PROBLEMS TO SOLVE
A) Print word for word the part of the campus gardens passage that opens with the words containing "How You Can" and closes with "fruits we grow!".
B) Answer these questions from the campus gardens passage:
(i) On which day is the market stand open at the Pioneer Garden site from July to mid-August?
(ii) What is the name of the campus dining service that buys some of the produce?
(iii) What event is named as one that volunteers can help plan and host?

PASSAGE GIVEN
══════════════════════════════
Summer brings a bounty of classic warm-weather crops such as beans, tomatoes, peppers, squash, cucumbers, and basil. Most varieties are heirlooms, and students experiment with different ones to see which do best at each site.
Produce grown in the gardens is sold seasonally at a student-run market stand. From July to mid-August, the stand is open Fridays at the Pioneer Garden site. Once theUniversity of Utah Farmers Market opens, the stand moves to Thursdays at Tanner Plaza. Some items are also sold to Chartwells, the campus dining service. All proceeds directly support the gardens. Vegetables are also donated to local charities, the Social Soup Lecture Series, and enjoyed by students and volunteers.
Students working in the gardens

How You Can Get Involved
The Edible Campus Gardens survive and thrive because of a dedicated crew of student and community volunteers. Volunteers are welcome year-round for a wide variety of projects, such as:
  • planning and design;
  • greenhouse work - seed starting and propagation;
  • gardening;
  • harvesting;
  • helping at the Farmers Market booth;
  • outreach and education - including tours for youth from local schools;
  • planning and hosting events like the Fall Harvest Soiree; and
  • enjoying the vegetables and fruits we grow!
══════════════════════════════
SOURCE DATA
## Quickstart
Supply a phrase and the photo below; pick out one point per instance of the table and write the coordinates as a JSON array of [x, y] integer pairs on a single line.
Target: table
══════════════════════════════
RESPONSES FOR EACH TASK
A)
How You Can Get Involved
The Edible Campus Gardens survive and thrive because of a dedicated crew of student and community volunteers. Volunteers are welcome year-round for a wide variety of projects, such as:
  • planning and design;
  • greenhouse work - seed starting and propagation;
  • gardening;
  • harvesting;
  • helping at the Farmers Market booth;
  • outreach and education - including tours for youth from local schools;
  • planning and hosting events like the Fall Harvest Soiree; and
  • enjoying the vegetables and fruits we grow!

B)
(i) Fridays
(ii) Chartwells
(iii) The Fall Harvest Soiree